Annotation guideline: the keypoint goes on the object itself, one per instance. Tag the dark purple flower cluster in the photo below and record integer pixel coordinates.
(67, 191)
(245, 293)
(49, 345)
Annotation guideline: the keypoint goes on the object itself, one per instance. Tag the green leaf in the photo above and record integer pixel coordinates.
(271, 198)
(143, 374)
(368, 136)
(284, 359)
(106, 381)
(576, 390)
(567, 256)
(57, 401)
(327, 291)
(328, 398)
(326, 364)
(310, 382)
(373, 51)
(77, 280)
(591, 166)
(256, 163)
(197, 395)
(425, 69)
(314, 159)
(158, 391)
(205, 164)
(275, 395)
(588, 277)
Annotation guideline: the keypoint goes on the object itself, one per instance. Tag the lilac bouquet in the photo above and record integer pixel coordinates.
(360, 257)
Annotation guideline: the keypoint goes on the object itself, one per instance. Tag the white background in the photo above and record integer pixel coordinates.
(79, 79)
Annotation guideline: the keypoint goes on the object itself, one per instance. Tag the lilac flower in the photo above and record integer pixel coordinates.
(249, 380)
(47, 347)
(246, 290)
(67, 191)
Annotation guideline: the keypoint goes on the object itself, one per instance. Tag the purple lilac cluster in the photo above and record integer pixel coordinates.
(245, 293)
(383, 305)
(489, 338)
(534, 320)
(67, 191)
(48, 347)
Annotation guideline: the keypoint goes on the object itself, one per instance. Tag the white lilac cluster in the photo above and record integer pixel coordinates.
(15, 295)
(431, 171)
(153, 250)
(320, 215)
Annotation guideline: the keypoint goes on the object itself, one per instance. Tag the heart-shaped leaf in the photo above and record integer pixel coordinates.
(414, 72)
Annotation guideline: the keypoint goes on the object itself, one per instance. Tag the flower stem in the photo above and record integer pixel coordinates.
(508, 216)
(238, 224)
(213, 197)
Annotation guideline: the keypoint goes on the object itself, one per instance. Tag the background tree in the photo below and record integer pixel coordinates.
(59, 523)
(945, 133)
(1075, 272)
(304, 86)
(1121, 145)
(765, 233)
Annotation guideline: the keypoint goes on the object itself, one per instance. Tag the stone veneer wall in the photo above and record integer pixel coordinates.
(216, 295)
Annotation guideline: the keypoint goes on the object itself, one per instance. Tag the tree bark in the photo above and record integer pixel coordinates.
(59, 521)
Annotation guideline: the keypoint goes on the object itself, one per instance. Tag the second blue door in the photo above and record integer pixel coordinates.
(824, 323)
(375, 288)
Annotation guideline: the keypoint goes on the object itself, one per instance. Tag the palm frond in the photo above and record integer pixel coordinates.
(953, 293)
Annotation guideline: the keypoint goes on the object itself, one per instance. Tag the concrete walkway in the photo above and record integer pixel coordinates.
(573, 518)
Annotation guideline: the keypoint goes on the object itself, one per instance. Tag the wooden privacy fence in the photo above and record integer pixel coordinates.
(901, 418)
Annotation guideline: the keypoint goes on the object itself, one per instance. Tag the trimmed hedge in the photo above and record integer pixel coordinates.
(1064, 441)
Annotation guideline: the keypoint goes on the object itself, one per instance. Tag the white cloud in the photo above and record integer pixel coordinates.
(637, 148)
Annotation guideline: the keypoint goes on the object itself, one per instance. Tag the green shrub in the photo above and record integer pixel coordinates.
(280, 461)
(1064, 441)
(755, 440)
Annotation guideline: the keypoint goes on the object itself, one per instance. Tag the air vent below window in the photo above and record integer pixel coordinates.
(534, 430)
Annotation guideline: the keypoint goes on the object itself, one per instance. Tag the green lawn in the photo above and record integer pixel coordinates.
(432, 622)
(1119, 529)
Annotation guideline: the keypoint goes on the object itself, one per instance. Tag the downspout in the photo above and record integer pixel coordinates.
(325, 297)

══════

• _Written problem_:
Reproduce each entry exactly, leaving out nothing.

• _Written response_:
Annotation guideline: the keypoint goes on the object itself, one per instance. Tag the dark purple flower cluster in the photo below and record integer pixel coordinates.
(67, 191)
(245, 293)
(49, 345)
Annotation guideline: the keypoint goes on the object itself, one per instance. Tag the green leaf in the photo above and record integer pixel coordinates.
(271, 198)
(143, 374)
(368, 136)
(284, 359)
(106, 381)
(576, 390)
(567, 256)
(57, 401)
(327, 291)
(328, 398)
(326, 364)
(310, 382)
(373, 51)
(77, 280)
(591, 166)
(256, 163)
(197, 395)
(425, 69)
(314, 159)
(158, 391)
(205, 164)
(275, 395)
(588, 277)
Annotation guideline: the keypoint goes on the object itself, one per instance. Tag the lilac bouquet in the photo above and record integer pixel coordinates.
(360, 257)
Annotation guideline: the keypoint goes on the object itself, one per instance. Tag the white background in the photo above and record integer pixel coordinates.
(79, 79)
Annotation guideline: the keypoint goes on the object itself, one per instance. Tag the lilac flower in the photo above and record integer pixel coordinates.
(249, 380)
(47, 347)
(246, 290)
(67, 191)
Annotation guideline: the keypoint goes on the object itself, one per instance. Tag the purple lilac cluster in the photo above and record integer pixel coordinates.
(245, 293)
(383, 305)
(489, 338)
(534, 320)
(67, 191)
(48, 347)
Annotation guideline: the keypoint goes on the object itself, one per instance. Tag the white lilac cluster in the photo above and record integer pixel coordinates.
(15, 295)
(431, 171)
(153, 250)
(320, 215)
Annotation guideline: the keypoint goes on the object itself, one per instance. Tag the heart-shaped leaf in the photo above and record integer pixel coordinates.
(414, 72)
Annotation guideline: the keypoint goes on the object itself, one per instance. Tag the flower stem in the photo above and record integer pixel coordinates.
(508, 216)
(238, 224)
(213, 197)
Annotation guideline: the keypoint goes on the object itself, one per instance. Tag the background tree in the photo below and record integer pixel coordinates.
(59, 523)
(945, 133)
(1075, 272)
(304, 86)
(1121, 145)
(765, 233)
Annotation guideline: the keypoint goes on the object itself, one per instance. Tag the stone veneer wall in the photo above and record integer pixel coordinates.
(216, 295)
Annotation guideline: the keypoint goes on the object itself, one per instance. Tag the tree bark in the photo above and record integer pixel coordinates.
(59, 521)
Annotation guideline: the keypoint goes on the object itself, one per instance. Tag the second blue door in the photo above and record integer pixel coordinates.
(824, 323)
(375, 288)
Annotation guideline: the keypoint goes on the object itself, one per instance. Tag the palm frond in the photo above and record integer pixel coordinates.
(953, 293)
Annotation guideline: the keypoint goes on the object itself, one per instance. Tag the concrete walkway in the photo above and record integer pixel coordinates.
(573, 518)
Annotation guideline: the keypoint goes on the object itself, one per instance. Tag the wooden privacy fence in the photo above and record integer pixel coordinates.
(901, 418)
Annotation guideline: the keypoint goes on the object itself, one per instance. Tag the trimmed hedge in the photo above and record integer pixel coordinates.
(1064, 441)
Annotation guideline: the keypoint goes on the object itself, one per instance. Tag the white cloud in the photo above and record integer pixel coordinates.
(637, 148)
Annotation guideline: the keypoint goes on the object itself, one per instance. Tag the green shrub in the photo above and record integer pixel coordinates.
(280, 461)
(1064, 441)
(755, 440)
Annotation guideline: the keypoint goes on the object itself, one per instance. Tag the air vent below window in the photo above and record integer pixel coordinates.
(534, 430)
Annotation guideline: the keypoint goes on the object itself, one per instance. Tag the green lawn in the photo above and record integer pixel coordinates.
(432, 622)
(1119, 529)
Annotation guideline: the keypoint goes on the object itself, one per instance. Tag the downspout in the photo above and record integer pixel coordinates.
(325, 297)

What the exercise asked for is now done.